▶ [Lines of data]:
━━━━━━━━━━━━━━━━━━━━━━━━━━━━━━

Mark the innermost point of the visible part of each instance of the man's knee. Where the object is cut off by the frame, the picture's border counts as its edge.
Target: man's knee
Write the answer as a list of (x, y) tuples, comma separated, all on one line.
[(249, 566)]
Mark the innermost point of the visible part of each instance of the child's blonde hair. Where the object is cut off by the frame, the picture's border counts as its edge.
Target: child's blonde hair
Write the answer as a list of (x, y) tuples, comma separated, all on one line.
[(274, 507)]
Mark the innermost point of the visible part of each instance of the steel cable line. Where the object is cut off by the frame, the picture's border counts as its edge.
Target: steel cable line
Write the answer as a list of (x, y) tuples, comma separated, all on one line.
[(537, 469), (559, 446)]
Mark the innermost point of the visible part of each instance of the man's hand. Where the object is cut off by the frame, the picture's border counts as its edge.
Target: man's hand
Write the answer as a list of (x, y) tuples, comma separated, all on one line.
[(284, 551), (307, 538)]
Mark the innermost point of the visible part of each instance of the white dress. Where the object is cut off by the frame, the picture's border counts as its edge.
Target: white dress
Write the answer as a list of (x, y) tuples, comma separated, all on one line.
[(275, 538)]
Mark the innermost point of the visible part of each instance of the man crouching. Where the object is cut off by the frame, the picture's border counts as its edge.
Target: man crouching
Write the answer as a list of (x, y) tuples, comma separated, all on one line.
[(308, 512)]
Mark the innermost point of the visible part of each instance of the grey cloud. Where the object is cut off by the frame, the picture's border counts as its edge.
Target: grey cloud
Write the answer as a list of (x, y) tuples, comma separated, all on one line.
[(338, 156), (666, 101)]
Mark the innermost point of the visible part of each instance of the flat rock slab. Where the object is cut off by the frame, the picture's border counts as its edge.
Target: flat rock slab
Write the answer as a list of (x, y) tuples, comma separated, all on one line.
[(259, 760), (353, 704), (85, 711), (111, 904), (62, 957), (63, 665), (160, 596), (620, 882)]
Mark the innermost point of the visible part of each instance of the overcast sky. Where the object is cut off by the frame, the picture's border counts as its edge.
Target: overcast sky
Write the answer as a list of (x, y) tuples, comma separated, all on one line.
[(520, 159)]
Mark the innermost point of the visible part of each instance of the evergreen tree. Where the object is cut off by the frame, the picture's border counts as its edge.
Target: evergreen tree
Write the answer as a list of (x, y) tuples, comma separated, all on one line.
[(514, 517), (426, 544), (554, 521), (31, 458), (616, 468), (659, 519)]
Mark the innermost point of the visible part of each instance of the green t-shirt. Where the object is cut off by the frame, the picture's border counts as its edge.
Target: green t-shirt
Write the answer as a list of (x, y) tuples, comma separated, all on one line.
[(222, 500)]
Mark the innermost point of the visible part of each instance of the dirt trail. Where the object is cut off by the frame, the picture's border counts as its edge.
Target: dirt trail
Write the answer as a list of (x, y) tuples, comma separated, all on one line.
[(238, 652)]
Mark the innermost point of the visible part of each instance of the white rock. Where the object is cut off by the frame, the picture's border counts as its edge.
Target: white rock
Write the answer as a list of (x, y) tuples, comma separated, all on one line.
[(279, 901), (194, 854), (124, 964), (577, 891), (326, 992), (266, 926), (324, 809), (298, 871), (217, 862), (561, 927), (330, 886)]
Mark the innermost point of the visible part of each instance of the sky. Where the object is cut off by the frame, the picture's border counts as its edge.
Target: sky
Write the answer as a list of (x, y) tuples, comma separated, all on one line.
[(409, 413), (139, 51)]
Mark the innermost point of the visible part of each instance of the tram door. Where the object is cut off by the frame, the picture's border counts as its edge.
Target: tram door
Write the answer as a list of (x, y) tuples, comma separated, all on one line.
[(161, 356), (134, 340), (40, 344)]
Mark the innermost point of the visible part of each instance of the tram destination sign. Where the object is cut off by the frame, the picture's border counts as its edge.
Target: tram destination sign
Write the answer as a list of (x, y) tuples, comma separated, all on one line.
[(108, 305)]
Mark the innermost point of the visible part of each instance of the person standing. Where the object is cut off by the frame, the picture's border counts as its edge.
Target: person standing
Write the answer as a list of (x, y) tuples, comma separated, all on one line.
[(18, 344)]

━━━━━━━━━━━━━━━━━━━━━━━━━━━━━━

▶ [Exercise requirements]:
Arrange all of the lines of data above as a Markdown table with the columns Row and Line, numbering each row and omitting blank lines.

▶ [Final result]:
| Row | Line |
|---|---|
| 1 | Mark the innermost point of the visible part of each instance of the man's knee. Where the object is cut off by the frame, the picture's border counts as its edge. |
| 2 | Target: man's knee |
| 3 | Write the answer as a list of (x, y) tuples, comma separated, all on one line. |
| 4 | [(249, 566)] |
| 5 | Mark the innermost point of the visible part of each instance of the child's blonde hair. Where the object is cut off by the frame, the picture's border counts as its edge. |
| 6 | Target: child's blonde hair |
| 7 | Write the answer as a list of (x, y) tuples, comma separated, all on one line. |
| 8 | [(274, 507)] |
| 9 | Mark the innermost point of the visible part of each instance of the steel cable line. Where the object is cut off by the frame, the picture's border counts as its edge. |
| 10 | Target: steel cable line |
| 11 | Write the answer as a list of (x, y) tuples, comma separated, all on one line. |
| 12 | [(537, 469), (559, 446)] |
| 13 | Mark the innermost point of the visible part of each instance of the man's hand. Where the object is cut off by the frame, the picture's border counts as its edge. |
| 14 | Target: man's hand |
| 15 | Write the answer as a list of (x, y) tuples, comma separated, all on one line. |
| 16 | [(284, 551), (307, 538)] |
| 17 | Mark the innermost point of the visible part of each instance of the white dress. Where the object is cut off by the frame, the picture's border counts as its edge. |
| 18 | Target: white dress |
| 19 | Write the answer as a list of (x, y) tuples, comma separated, all on one line. |
| 20 | [(275, 538)] |
| 21 | Mark the innermost point of the visible part of each instance of the man crouching. Where the object is cut off by the frame, the picture's border counts as its edge. |
| 22 | Target: man crouching |
| 23 | Write the answer as a list of (x, y) tuples, comma separated, all on one line. |
| 24 | [(308, 512)] |
| 25 | Mark the innermost point of the visible part of each instance of the grey cloud. Where the object is cut off by the frame, the picture's border counts as its edge. |
| 26 | Target: grey cloud |
| 27 | Write the answer as a list of (x, y) tuples, comma separated, all on one line. |
| 28 | [(338, 156), (666, 101)] |
| 29 | Mark the innermost point of the visible part of each instance of the flat rock slab. Where the object is cut off by the frame, the picture's border counts as its edge. |
| 30 | Target: flat rock slab |
| 31 | Write the answer as a list of (x, y) tuples, comma separated, all on one line. |
| 32 | [(259, 760), (353, 704), (85, 711), (111, 904), (62, 957), (63, 665), (160, 596), (620, 882)] |
| 33 | Mark the innermost point of the visible part of each instance of the overcast sky. Where the object is cut off by the frame, the picture's border counts as its edge. |
| 34 | Target: overcast sky |
| 35 | Write the answer as a list of (x, y) tuples, comma separated, all on one line. |
| 36 | [(520, 159)] |
| 37 | Mark the innermost point of the visible part of each instance of the evergreen tree. Where the object is cut off by the frame, the picture's border counts as its edge. |
| 38 | Target: evergreen tree |
| 39 | Write the answer as a list of (x, y) tuples, comma separated, all on one line. |
| 40 | [(514, 517), (426, 544), (554, 521), (31, 458), (616, 468), (659, 519)] |
| 41 | Mark the innermost point of the visible part of each instance of the green t-shirt. Where the object is cut off by the frame, the picture's border counts as its edge. |
| 42 | Target: green t-shirt |
| 43 | Write the answer as a list of (x, y) tuples, comma separated, all on one line. |
| 44 | [(222, 500)] |
| 45 | Mark the innermost point of the visible part of each instance of the dirt trail. Where the object is cut off by the frame, the picture's border counts as its edge. |
| 46 | Target: dirt trail |
| 47 | Write the answer as a list of (x, y) tuples, comma separated, all on one line. |
| 48 | [(238, 652)] |
| 49 | Mark the innermost point of the visible part of each instance of the white rock. Where the object is cut off by the frame, the picture's border counts as its edge. |
| 50 | Target: white rock |
| 51 | Write the answer as a list of (x, y) tuples, comma separated, all on one line. |
| 52 | [(279, 901), (194, 854), (124, 964), (577, 891), (326, 992), (266, 926), (324, 809), (298, 871), (217, 862), (561, 927), (330, 886)] |
| 53 | Mark the innermost point of the visible part of each instance of the sky. Where the object is cut off by the frame, the picture's border counts as its edge. |
| 54 | Target: sky |
| 55 | Write the answer as a list of (x, y) tuples, comma separated, all on one line. |
| 56 | [(409, 413), (139, 51)] |
| 57 | Mark the innermost point of the visible part of each instance of the tram door. Where the object is cut off by the frame, the picture's border counts as its edge. |
| 58 | Target: tram door |
| 59 | Write the answer as a list of (x, y) tuples, comma separated, all on one line. |
| 60 | [(161, 356), (134, 340), (40, 344)] |
| 61 | Mark the innermost point of the visible part of each instance of the tram destination sign. Where the object is cut off by the frame, the picture's border counts as its edge. |
| 62 | Target: tram destination sign |
| 63 | Write the answer as a list of (x, y) tuples, comma separated, all on one line. |
| 64 | [(108, 305)] |
| 65 | Mark the innermost point of the visible part of each instance of the person standing. Where the object is cut off by the frame, the picture's border counts as its edge. |
| 66 | Target: person standing |
| 67 | Write the answer as a list of (x, y) tuples, comma separated, all on one line. |
| 68 | [(18, 344)] |